DATA PROVIDED

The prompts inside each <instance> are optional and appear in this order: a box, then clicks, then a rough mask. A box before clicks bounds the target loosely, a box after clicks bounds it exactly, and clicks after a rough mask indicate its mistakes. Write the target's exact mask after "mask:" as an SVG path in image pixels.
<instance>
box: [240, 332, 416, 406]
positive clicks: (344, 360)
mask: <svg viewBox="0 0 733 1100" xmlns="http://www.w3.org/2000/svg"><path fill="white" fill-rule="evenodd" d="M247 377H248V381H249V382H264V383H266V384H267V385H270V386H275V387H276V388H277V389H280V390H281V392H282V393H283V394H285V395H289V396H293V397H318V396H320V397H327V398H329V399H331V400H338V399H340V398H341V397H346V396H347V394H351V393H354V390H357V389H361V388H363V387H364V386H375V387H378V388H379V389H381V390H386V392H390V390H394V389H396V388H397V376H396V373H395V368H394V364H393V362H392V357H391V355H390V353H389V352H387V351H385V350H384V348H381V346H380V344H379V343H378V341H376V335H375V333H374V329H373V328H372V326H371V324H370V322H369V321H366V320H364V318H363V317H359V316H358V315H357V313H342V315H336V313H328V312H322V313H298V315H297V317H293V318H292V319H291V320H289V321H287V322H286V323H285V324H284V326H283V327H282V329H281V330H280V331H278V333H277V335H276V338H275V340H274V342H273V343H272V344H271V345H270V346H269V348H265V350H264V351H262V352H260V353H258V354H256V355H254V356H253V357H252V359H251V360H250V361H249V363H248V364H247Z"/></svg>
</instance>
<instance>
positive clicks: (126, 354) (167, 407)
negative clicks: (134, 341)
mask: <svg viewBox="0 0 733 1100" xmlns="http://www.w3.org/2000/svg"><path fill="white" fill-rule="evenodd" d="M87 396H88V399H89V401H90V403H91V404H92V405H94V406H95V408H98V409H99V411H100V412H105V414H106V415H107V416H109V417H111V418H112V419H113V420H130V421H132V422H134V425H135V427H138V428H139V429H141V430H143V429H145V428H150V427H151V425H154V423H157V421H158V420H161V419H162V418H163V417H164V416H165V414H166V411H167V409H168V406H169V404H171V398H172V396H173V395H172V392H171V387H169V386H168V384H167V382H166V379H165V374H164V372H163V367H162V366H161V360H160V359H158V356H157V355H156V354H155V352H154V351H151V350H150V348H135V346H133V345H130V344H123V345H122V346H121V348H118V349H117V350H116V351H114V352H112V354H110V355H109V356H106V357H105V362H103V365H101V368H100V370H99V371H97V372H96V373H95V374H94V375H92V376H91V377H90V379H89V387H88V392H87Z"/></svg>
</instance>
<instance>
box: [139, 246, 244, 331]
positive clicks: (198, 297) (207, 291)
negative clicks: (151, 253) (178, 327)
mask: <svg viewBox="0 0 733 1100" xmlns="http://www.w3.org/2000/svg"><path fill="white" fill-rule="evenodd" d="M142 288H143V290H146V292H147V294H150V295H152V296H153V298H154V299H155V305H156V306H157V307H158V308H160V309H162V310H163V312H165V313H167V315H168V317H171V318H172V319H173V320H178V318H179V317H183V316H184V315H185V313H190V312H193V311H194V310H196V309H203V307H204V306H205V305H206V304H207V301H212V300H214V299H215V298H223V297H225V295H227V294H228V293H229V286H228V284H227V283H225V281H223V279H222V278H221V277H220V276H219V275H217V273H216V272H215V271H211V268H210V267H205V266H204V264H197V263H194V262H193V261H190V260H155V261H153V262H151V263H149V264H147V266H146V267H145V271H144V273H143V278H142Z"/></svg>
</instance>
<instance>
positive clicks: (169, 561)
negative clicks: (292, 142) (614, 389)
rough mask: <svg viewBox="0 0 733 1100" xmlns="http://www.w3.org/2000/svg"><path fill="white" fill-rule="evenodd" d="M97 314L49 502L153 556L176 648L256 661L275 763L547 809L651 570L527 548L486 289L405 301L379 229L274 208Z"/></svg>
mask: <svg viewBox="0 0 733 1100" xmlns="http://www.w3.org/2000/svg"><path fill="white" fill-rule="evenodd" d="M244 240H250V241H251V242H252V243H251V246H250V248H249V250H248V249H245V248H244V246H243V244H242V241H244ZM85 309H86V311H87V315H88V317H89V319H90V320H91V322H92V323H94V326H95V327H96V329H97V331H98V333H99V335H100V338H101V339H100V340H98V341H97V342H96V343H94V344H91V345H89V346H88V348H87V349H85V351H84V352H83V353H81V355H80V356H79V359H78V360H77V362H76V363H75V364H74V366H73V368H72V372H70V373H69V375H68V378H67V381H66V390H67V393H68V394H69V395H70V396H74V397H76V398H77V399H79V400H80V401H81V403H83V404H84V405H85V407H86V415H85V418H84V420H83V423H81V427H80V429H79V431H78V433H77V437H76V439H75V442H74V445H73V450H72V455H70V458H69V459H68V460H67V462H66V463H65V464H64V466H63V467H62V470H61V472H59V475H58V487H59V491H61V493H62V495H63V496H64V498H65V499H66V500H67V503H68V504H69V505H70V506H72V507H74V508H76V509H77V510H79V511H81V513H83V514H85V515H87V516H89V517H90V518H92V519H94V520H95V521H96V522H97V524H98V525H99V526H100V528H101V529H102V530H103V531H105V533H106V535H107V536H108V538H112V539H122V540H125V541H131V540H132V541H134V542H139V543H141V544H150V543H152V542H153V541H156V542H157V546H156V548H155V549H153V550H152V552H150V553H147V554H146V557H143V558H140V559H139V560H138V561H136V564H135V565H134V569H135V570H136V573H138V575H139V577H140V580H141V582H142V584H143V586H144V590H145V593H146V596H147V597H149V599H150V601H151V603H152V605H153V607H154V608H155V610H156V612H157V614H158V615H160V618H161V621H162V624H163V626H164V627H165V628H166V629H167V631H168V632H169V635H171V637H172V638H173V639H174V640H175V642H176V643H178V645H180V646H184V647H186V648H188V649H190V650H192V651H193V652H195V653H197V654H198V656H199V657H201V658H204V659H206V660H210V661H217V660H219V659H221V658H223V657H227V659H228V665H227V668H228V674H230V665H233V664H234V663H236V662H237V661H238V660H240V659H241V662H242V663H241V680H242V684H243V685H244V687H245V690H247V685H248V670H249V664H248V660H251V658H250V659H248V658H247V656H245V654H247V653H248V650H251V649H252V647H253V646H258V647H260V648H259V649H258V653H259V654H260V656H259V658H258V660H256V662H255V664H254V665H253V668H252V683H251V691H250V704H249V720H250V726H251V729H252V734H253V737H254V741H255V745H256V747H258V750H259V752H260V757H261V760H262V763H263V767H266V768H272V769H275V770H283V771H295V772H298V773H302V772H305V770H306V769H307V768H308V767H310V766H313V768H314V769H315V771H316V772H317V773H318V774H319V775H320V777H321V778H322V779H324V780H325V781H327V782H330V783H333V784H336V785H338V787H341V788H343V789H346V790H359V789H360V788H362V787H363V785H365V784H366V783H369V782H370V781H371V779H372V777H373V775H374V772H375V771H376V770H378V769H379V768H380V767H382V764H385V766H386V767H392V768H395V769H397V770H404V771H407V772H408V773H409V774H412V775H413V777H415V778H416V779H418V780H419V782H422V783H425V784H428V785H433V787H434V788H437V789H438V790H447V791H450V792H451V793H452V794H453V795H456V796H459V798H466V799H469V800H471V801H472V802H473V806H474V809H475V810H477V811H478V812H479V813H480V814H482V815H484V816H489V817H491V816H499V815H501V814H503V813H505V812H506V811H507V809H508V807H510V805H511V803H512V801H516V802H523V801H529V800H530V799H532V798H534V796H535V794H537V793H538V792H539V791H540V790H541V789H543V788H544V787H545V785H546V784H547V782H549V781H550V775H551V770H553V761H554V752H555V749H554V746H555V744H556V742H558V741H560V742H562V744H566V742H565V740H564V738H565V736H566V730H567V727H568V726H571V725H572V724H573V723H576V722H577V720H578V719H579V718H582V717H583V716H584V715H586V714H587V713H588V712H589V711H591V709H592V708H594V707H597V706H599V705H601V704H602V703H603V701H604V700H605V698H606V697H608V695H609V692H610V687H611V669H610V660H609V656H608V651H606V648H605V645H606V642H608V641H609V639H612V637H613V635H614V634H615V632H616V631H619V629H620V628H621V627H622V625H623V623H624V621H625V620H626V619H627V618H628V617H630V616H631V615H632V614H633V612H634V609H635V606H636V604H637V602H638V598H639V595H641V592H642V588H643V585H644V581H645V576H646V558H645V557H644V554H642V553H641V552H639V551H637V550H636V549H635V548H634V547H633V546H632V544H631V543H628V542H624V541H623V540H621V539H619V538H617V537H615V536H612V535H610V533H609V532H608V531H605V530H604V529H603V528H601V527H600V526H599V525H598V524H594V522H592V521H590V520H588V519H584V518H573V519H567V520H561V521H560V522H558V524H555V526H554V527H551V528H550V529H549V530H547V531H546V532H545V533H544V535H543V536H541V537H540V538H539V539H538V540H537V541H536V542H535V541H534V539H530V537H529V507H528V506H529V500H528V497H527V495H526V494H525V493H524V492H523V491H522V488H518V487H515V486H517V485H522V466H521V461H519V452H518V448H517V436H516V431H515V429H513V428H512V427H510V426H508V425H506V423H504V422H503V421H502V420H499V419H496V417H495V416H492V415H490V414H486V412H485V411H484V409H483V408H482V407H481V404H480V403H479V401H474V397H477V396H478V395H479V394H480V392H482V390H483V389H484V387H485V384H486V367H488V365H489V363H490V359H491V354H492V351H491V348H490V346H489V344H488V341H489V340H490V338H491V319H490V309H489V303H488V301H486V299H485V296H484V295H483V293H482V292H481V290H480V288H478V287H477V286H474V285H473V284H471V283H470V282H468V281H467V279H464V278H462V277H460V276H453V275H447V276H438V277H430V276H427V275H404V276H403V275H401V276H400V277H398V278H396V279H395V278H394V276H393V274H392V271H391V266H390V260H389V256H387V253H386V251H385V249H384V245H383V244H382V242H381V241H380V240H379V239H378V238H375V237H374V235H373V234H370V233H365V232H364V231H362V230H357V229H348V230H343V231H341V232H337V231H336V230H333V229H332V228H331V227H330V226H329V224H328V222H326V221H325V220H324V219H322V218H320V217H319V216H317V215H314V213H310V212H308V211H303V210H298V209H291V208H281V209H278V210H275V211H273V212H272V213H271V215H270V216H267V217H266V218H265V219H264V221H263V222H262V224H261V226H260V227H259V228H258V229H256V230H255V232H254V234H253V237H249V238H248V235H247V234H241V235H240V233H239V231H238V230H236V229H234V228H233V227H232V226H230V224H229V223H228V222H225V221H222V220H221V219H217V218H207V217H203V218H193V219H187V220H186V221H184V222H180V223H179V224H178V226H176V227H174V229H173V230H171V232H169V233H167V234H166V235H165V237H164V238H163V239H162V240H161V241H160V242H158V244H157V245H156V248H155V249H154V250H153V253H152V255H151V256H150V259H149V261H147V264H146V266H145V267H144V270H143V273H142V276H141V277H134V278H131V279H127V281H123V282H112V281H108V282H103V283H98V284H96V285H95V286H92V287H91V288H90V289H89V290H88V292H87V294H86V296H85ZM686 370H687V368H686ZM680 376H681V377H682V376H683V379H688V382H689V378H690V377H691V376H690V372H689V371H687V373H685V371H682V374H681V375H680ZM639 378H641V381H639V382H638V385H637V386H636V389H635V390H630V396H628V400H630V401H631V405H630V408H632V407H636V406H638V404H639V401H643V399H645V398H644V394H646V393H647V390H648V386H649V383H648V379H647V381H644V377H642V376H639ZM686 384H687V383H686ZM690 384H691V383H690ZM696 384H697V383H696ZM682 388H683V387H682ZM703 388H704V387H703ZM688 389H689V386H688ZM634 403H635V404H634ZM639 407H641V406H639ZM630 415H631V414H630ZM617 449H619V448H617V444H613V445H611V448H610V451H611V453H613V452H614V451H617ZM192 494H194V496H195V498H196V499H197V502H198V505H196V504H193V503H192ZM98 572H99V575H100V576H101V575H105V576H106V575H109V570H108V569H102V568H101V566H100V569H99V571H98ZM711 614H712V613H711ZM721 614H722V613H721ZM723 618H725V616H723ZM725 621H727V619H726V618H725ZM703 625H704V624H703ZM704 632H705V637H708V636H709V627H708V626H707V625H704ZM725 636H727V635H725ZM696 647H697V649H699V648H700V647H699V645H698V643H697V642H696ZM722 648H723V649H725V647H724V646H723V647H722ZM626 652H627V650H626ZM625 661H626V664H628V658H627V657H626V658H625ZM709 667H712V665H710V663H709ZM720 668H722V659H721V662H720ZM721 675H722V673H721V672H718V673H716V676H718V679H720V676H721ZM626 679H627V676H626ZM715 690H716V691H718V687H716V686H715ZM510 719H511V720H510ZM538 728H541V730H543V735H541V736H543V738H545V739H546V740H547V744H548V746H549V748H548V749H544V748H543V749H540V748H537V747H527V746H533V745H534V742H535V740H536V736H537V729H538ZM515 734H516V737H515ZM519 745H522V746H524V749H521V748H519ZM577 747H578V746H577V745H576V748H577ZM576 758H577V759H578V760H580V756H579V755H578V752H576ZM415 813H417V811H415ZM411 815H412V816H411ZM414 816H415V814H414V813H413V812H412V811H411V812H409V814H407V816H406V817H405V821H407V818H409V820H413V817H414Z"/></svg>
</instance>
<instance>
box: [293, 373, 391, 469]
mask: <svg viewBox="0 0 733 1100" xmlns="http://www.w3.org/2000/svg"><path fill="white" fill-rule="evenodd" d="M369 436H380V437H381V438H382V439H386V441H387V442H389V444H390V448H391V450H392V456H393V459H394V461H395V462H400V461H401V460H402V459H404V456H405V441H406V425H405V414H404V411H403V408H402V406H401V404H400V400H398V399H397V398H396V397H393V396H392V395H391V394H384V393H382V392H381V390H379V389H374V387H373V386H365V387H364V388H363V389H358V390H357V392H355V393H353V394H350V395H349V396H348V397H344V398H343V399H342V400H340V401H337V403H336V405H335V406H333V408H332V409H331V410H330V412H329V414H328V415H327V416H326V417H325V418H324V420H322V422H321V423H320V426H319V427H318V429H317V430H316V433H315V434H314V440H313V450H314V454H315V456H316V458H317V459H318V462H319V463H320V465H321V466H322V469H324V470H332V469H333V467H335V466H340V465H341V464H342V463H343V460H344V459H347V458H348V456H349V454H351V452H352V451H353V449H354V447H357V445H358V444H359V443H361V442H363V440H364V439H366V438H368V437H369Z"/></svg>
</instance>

WORK TO COMPLETE
Give as a Markdown table, with columns Row and Line, the lines of the material from its start through the line holding "negative clicks: (134, 341)", both ends included. Leave out blank lines.

WRITTEN SOLUTION
| Row | Line |
|---|---|
| 1 | The prompts inside each <instance> are optional and appear in this order: a box, then clicks, then a rough mask. A box before clicks bounds the target loosely, a box after clicks bounds it exactly, and clicks after a rough mask indicate its mistakes. Write the target's exact mask after "mask:" as an SVG path in image pixels. |
| 2 | <instance> |
| 3 | box: [240, 332, 416, 406] |
| 4 | positive clicks: (344, 360) |
| 5 | mask: <svg viewBox="0 0 733 1100" xmlns="http://www.w3.org/2000/svg"><path fill="white" fill-rule="evenodd" d="M247 377H248V381H249V382H264V383H266V384H267V385H270V386H275V387H276V388H277V389H280V390H281V392H282V393H283V394H285V395H289V396H293V397H318V396H320V397H327V398H329V399H331V400H338V399H340V398H341V397H346V396H347V394H351V393H354V390H357V389H361V388H363V387H364V386H375V387H378V388H379V389H381V390H386V392H390V390H394V389H396V388H397V376H396V373H395V368H394V364H393V362H392V357H391V355H390V353H389V352H387V351H385V350H384V348H381V346H380V344H379V343H378V341H376V335H375V333H374V329H373V328H372V326H371V324H370V322H369V321H366V320H364V318H363V317H359V316H358V315H357V313H342V315H336V313H328V312H322V313H298V315H297V317H293V318H292V319H291V320H289V321H287V322H286V323H285V324H284V326H283V327H282V329H281V330H280V331H278V333H277V335H276V338H275V340H274V342H273V343H272V344H271V345H270V346H269V348H265V350H264V351H262V352H260V353H258V354H256V355H254V356H253V357H252V359H251V360H250V361H249V363H248V364H247Z"/></svg> |
| 6 | </instance> |
| 7 | <instance> |
| 8 | positive clicks: (126, 354) (167, 407) |
| 9 | negative clicks: (134, 341) |